TEXT EXCERPT:
"""
If you hate mosquitoes, you are not alone! In fact, window screens, introduced in the 1880's, were called "the most humane contribution the 19th century made to the preservation of sanity and good temper."
The pesky little insect has ruined countless hikes, BBQ's and campouts. This vector has literally killed millions of people throughout history, and still affects millions around the world today. As daunting as this sounds, there are steps you can take to co-exist and stay healthy.
What attracts the mosquito? After 30 million years of evolution, the mosquito has perfected its hunting skills. The mosquito uses three sensors to attract its prey:
Chemical sensors: Mosquitoes sense carbon dioxide and lactic acid up to 100 feet away. Unfortunately, we give off these gases as part of our normal breathing.
Visual sensors: Clothing that contrasts with the background enables the mosquito to "zero in" on you.
Heat sensors: Mosquitoes detect heat, so they can find warm-blooded mammals very easily.
The best thing you can do to control mosquitoes is to use a mosquito repellant and eliminate standing water around your home. A mosquito can lay up to 250 eggs at one time in still water, and they can hatch as fast as 7 days.
Check your gutters frequently for collected water (especially if they sag and aren't level), along with birdbaths, buckets or boggy areas of the garden.
Burning citronella candles, using an electronic bug zapper, or spraying surfaces near entertainment areas with a mosquito barrier spray will also help kill, or at least repel, mosquitoes.
We also highly recommend using Mosquito Dunks if you have areas of standing water that you can't drain.
Diligence is your best protection. Stay indoors at dawn and dusk hours, wear pants and long-sleeved shirts if possible, avoid any standing water, and repair broken screens.
Although it can be a constant battle, by incorporating the use of insect repellents and breeding prevention (eliminating standing water), mosquitoes and the diseases they carry can be reduced, making the outdoors more accessible and enjoyable for everyone.
"""
SOURCE MATERIAL:
"""
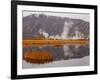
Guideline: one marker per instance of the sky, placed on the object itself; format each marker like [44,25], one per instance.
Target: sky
[83,16]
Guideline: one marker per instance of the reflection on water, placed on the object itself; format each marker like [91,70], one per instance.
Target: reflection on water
[63,52]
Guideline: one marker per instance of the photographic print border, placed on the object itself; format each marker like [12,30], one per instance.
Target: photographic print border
[14,46]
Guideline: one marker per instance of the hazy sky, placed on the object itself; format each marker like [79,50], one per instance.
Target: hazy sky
[82,16]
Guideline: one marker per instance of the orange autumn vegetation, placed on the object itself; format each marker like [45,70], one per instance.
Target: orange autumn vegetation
[38,57]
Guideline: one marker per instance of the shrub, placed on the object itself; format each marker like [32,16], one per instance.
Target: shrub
[39,57]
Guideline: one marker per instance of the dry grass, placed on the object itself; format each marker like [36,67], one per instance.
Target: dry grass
[38,57]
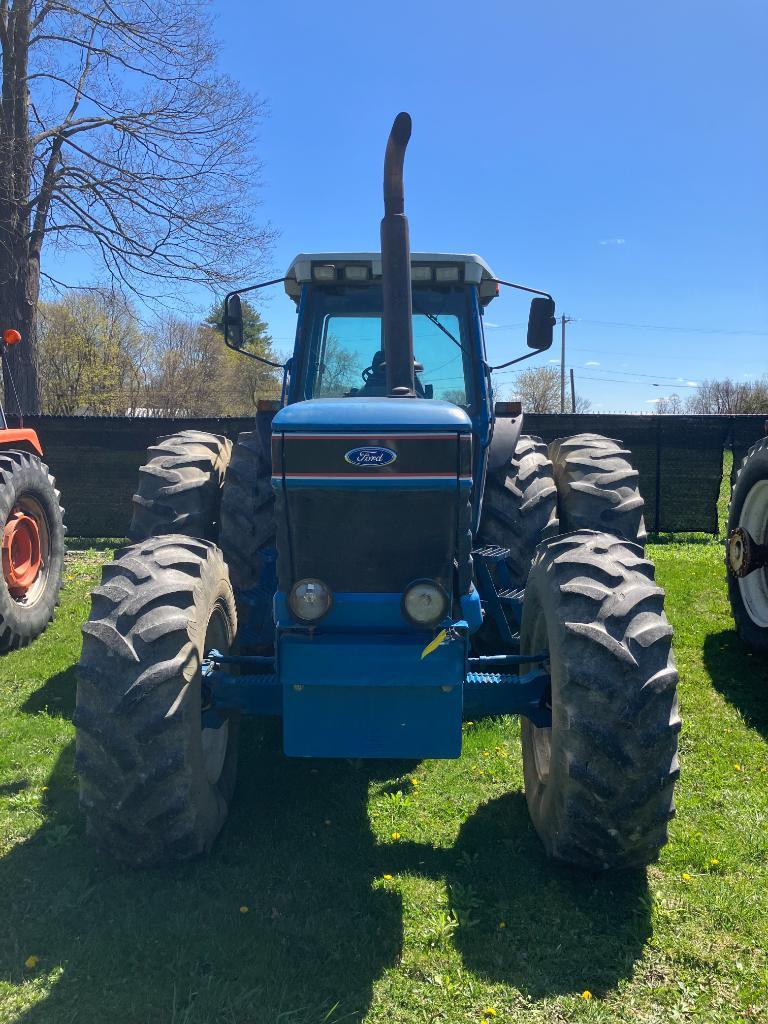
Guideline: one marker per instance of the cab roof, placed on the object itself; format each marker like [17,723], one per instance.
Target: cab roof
[471,270]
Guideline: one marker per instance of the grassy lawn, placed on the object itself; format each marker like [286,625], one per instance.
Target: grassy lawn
[391,892]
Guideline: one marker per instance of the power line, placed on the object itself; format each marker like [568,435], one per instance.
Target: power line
[683,330]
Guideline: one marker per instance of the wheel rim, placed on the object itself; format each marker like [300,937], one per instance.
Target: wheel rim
[26,551]
[754,588]
[541,736]
[215,741]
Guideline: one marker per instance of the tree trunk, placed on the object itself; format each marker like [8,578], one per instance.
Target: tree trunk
[19,262]
[18,294]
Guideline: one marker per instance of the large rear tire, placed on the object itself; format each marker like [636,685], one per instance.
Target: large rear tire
[519,506]
[155,784]
[179,487]
[749,509]
[597,486]
[599,783]
[33,548]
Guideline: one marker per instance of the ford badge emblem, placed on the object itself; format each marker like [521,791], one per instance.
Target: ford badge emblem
[371,456]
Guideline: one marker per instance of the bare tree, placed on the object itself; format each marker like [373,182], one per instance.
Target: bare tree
[539,390]
[120,137]
[730,397]
[670,404]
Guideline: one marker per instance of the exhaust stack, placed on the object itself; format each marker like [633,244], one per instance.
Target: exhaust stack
[397,329]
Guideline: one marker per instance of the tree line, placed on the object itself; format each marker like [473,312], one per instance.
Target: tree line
[96,357]
[722,397]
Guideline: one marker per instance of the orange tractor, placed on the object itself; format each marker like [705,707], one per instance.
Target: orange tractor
[33,530]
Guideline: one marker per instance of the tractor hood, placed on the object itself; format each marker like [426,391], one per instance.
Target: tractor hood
[372,493]
[376,415]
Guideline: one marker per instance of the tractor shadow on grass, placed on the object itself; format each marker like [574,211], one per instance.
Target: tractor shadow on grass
[321,927]
[739,675]
[523,921]
[172,944]
[55,696]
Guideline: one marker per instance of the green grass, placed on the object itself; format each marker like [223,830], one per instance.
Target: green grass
[460,913]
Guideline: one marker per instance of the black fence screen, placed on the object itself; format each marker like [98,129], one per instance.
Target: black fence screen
[680,459]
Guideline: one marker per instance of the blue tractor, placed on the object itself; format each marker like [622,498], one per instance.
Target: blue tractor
[383,556]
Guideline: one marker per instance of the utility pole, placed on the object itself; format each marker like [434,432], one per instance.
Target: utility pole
[563,322]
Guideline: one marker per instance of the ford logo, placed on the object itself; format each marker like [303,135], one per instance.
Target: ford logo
[372,456]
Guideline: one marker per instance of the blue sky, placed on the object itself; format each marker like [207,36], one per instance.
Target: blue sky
[614,155]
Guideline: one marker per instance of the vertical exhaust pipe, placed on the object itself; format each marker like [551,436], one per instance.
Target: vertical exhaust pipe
[397,328]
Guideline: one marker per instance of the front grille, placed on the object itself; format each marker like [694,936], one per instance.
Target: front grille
[369,527]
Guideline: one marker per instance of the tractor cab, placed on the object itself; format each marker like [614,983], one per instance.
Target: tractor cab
[340,347]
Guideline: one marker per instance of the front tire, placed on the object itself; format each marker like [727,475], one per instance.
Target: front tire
[33,548]
[179,486]
[749,509]
[519,506]
[599,783]
[597,486]
[155,784]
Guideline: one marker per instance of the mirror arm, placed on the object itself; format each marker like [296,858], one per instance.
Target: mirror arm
[519,358]
[520,288]
[225,322]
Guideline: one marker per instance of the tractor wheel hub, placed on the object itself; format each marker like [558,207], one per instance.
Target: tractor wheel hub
[20,552]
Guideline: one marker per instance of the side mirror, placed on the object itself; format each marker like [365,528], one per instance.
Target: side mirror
[233,322]
[541,322]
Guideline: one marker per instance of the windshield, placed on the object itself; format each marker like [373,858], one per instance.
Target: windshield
[343,344]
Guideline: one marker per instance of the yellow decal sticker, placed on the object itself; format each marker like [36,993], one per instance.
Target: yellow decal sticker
[434,644]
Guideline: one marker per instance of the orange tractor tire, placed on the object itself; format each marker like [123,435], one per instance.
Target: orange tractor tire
[33,547]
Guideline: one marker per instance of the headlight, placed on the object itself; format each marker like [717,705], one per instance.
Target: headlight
[425,603]
[309,600]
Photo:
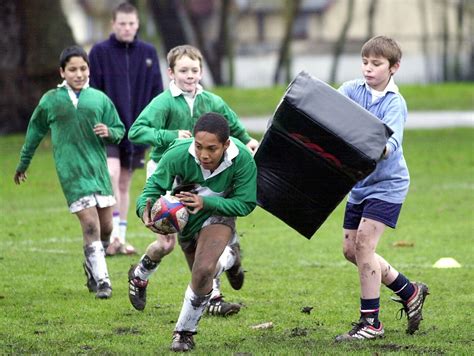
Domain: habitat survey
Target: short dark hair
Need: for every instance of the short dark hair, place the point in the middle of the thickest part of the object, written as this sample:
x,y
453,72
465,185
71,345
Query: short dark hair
x,y
383,46
72,51
124,7
213,123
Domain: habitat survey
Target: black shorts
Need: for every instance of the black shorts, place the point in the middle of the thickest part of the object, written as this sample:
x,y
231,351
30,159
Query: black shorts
x,y
129,160
375,209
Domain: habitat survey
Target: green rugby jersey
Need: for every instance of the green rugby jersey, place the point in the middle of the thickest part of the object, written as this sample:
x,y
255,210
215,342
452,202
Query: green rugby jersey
x,y
79,154
231,190
160,121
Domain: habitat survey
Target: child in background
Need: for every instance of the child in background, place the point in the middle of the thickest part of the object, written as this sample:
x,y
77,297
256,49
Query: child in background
x,y
172,115
376,201
126,69
81,120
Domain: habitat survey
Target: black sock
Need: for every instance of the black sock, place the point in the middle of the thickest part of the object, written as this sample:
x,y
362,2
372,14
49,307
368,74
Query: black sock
x,y
402,287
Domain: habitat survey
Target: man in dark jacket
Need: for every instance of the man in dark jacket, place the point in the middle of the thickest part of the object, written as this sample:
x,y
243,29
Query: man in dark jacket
x,y
128,71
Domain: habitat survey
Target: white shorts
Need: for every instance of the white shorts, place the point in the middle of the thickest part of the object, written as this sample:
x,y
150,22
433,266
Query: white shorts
x,y
89,201
150,168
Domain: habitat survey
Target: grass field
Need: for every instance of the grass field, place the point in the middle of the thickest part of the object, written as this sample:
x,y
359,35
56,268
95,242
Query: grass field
x,y
438,96
46,309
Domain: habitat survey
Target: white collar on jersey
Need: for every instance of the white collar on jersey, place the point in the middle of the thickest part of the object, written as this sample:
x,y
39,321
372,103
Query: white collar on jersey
x,y
175,91
72,94
231,152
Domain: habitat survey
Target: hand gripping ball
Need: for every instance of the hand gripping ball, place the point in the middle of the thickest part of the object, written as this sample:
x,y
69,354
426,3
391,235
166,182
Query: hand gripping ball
x,y
169,215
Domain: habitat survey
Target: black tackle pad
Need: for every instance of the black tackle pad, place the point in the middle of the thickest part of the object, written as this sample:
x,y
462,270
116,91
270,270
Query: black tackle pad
x,y
318,145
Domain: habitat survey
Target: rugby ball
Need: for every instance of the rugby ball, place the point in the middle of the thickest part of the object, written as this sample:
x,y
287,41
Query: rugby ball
x,y
169,215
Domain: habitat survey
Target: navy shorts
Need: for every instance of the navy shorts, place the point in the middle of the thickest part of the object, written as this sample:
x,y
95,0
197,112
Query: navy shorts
x,y
129,160
375,209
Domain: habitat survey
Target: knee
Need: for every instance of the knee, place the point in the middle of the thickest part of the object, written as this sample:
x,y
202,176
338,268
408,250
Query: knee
x,y
106,229
90,230
160,248
362,243
349,253
203,273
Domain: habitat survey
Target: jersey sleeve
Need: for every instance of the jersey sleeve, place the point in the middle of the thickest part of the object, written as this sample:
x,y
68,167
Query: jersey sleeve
x,y
156,185
148,128
38,127
242,199
112,120
236,127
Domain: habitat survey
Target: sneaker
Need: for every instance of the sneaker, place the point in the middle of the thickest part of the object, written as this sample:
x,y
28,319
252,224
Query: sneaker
x,y
114,247
182,341
235,274
362,330
413,306
91,284
104,291
136,289
219,307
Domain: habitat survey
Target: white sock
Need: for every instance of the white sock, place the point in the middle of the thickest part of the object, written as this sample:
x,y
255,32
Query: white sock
x,y
115,226
122,231
216,288
225,262
95,260
191,311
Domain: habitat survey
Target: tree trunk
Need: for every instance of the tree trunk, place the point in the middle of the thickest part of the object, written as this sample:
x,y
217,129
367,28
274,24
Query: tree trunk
x,y
445,41
339,46
169,22
457,70
424,39
291,11
370,18
29,66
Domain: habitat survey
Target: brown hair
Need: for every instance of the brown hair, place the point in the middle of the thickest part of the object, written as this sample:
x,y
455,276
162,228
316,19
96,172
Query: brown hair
x,y
185,50
384,47
126,8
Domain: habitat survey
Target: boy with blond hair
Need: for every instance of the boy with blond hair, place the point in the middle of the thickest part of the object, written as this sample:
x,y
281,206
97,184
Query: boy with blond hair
x,y
375,202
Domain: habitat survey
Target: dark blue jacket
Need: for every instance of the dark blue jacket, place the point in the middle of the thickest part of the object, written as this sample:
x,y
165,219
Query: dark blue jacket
x,y
129,73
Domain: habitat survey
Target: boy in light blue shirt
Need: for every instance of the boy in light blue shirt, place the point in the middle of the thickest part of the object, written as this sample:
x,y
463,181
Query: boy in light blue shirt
x,y
375,202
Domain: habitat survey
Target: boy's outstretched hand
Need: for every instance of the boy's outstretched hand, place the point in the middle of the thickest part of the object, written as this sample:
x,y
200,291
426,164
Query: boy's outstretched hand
x,y
19,177
146,218
252,145
101,130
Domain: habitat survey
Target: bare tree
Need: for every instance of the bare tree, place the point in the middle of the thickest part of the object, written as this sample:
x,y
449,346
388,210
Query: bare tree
x,y
29,65
339,45
424,39
370,18
216,49
291,11
457,69
169,22
470,28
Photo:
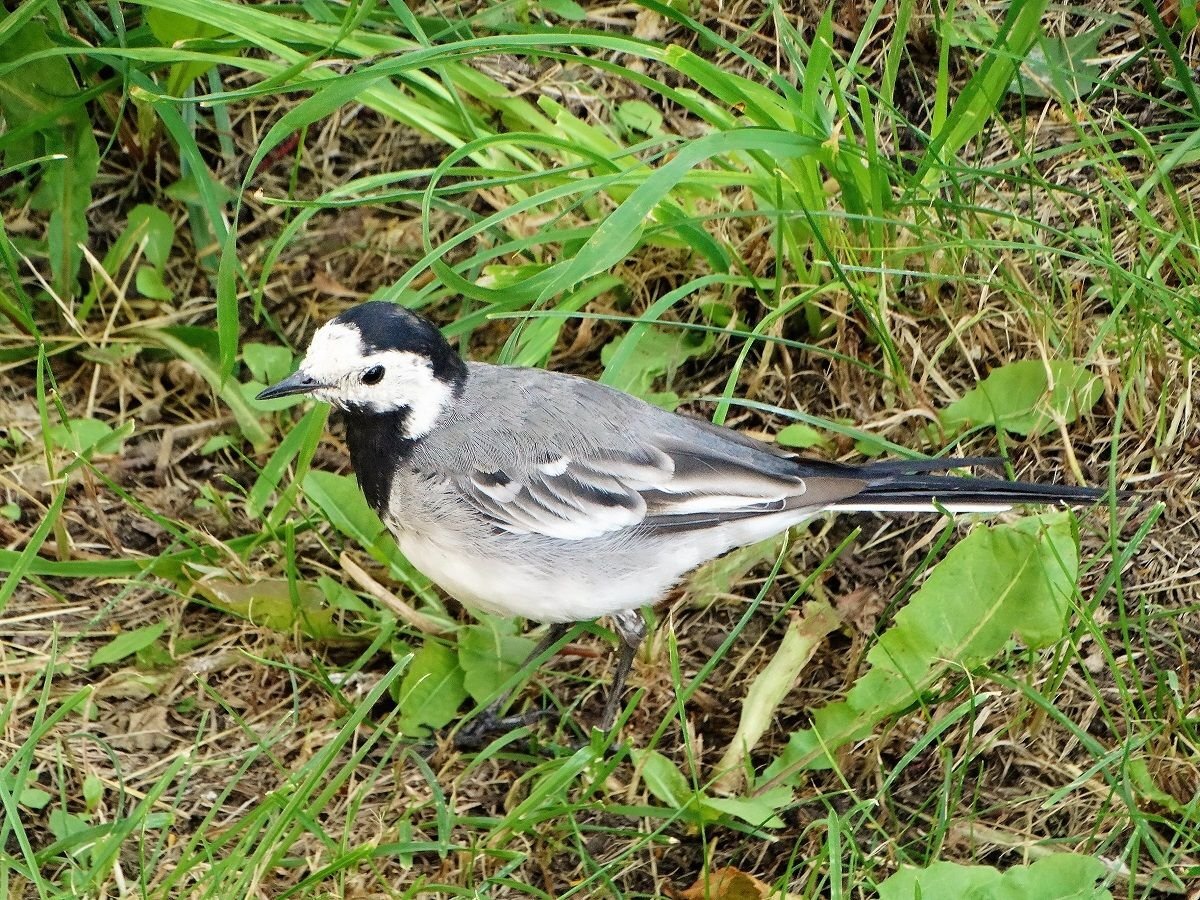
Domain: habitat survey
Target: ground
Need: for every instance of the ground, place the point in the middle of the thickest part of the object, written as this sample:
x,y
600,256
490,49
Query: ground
"""
CHECK YOUR UNDERSTANDING:
A: Extract from the mosquito article the passage from "If you hate" up to and including "and stay healthy.".
B: Turn the paragraph of the mosquito article that begins "Diligence is your best protection" into a short bulleted list.
Nothing in the listing is needed here.

EXERCISE ANSWERS:
A:
If you hate mosquitoes, you are not alone! In fact, window screens, introduced in the 1880's, were called "the most humane contribution the 19th century made to the preservation of sanity and good temper."
The pesky little insect has ruined countless hikes, BBQ's and campouts. This vector has literally killed millions of people throughout history, and still affects millions around the world today. As daunting as this sounds, there are steps you can take to co-exist and stay healthy.

B:
Diligence is the best protection:
- Stay indoors at dawn and dusk.
- Wear pants and long-sleeved shirts if possible.
- Avoid standing water.
- Repair broken screens.